++++ Listed records ++++
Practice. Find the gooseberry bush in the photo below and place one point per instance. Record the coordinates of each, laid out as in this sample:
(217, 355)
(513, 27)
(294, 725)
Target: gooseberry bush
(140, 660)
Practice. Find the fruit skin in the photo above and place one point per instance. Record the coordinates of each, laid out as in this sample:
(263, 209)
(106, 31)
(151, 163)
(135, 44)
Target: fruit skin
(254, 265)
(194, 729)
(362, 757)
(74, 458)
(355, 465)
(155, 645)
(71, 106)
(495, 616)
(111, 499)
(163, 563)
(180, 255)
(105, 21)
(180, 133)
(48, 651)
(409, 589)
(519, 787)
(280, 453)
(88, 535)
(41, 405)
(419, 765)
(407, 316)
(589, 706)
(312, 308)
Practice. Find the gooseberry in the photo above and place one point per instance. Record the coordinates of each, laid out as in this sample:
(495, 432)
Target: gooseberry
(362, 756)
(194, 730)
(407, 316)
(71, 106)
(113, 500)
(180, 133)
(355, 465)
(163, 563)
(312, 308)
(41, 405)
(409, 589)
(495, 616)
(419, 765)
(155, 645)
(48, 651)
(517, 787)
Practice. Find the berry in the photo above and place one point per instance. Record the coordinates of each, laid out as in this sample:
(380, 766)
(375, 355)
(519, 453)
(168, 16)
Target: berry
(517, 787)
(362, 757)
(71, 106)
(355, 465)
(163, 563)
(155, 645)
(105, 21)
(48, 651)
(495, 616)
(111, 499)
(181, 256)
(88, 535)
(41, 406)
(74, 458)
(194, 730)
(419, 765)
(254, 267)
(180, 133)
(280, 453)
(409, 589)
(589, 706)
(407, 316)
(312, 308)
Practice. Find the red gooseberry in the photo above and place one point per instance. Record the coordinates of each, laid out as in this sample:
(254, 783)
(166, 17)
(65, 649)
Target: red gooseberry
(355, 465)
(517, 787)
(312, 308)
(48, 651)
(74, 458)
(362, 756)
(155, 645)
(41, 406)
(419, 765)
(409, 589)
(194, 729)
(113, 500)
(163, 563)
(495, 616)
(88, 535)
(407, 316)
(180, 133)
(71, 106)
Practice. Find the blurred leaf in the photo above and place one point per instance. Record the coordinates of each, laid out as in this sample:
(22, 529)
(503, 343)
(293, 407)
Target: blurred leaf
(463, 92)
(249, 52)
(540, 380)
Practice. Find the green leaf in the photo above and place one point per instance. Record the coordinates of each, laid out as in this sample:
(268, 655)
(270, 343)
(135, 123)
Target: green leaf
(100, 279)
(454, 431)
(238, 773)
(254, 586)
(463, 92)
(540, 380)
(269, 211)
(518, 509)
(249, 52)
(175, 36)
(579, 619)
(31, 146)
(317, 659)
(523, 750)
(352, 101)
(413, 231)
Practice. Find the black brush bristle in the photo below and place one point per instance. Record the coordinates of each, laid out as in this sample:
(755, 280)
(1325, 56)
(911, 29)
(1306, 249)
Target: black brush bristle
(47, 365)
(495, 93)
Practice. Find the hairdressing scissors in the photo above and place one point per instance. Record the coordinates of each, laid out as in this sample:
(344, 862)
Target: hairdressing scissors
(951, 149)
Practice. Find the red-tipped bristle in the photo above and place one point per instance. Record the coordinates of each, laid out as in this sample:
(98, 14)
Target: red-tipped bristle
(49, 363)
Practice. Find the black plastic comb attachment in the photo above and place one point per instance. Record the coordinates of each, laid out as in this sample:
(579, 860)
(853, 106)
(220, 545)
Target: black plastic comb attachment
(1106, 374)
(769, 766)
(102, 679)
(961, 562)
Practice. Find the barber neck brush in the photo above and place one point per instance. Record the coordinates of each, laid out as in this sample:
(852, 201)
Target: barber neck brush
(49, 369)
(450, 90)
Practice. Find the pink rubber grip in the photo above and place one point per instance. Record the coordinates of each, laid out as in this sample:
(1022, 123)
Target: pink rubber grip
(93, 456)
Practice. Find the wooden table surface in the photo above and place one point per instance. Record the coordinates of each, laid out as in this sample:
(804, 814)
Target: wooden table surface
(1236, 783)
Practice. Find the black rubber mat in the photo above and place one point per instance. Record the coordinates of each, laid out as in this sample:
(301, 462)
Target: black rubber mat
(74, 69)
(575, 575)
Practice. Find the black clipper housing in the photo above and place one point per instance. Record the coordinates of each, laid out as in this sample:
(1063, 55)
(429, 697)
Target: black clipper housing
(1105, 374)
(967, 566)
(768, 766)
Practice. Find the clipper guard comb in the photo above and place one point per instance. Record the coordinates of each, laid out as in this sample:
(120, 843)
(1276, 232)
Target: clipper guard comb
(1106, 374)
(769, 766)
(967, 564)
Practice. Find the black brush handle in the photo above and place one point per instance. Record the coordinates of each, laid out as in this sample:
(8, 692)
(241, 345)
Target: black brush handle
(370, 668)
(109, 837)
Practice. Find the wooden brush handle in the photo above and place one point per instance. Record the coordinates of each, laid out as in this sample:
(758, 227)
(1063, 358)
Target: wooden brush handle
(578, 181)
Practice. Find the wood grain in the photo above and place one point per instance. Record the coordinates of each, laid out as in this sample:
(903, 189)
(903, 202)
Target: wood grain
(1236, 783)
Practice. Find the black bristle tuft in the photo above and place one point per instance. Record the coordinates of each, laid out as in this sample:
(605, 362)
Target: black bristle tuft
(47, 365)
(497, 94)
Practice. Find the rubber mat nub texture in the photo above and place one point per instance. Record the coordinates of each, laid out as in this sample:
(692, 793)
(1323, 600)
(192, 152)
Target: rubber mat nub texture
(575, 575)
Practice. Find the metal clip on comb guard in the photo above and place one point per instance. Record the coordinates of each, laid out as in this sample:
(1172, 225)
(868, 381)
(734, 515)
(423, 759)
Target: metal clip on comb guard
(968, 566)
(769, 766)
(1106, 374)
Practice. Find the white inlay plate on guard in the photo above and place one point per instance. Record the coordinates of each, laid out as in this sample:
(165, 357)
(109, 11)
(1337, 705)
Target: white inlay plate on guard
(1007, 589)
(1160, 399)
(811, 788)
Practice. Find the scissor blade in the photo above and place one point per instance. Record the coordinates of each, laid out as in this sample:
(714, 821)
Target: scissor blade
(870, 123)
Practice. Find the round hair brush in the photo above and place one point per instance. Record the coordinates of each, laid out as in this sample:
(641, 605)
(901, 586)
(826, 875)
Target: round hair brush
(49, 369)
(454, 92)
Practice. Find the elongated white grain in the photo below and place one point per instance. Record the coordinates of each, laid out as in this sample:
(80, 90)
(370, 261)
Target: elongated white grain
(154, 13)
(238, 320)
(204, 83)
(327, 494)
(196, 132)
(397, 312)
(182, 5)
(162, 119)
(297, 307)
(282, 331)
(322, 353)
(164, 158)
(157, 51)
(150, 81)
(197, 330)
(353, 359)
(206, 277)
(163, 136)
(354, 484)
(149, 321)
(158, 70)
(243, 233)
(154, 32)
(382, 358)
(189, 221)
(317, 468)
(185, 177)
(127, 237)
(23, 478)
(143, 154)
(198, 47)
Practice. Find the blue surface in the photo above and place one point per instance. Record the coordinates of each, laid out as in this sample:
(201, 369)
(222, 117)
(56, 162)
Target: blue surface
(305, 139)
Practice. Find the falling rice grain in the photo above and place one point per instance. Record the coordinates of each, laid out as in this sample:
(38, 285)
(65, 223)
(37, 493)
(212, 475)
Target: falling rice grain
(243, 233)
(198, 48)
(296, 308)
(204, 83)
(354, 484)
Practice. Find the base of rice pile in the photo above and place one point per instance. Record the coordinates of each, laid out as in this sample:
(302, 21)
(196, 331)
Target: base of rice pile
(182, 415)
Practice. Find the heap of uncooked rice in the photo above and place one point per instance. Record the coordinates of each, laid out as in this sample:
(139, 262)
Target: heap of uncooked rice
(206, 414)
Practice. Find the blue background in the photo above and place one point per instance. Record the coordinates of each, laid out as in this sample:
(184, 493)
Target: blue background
++++
* What is expected
Whenever a line in the records contains the word "below", copy that line.

* Expected answer
Practice. Find the gooseberry bush in the photo below and place one point per instance. Record the coordinates of each, laid out as in this sample:
Practice. Find the black brush bristle in the photo below and place one point per instance. Record the coordinates of each, laid out as in this sample:
Practice. Find the elongated white grain in the photo below and place one point per instance. Record the coordinates of each, laid out as in this sample:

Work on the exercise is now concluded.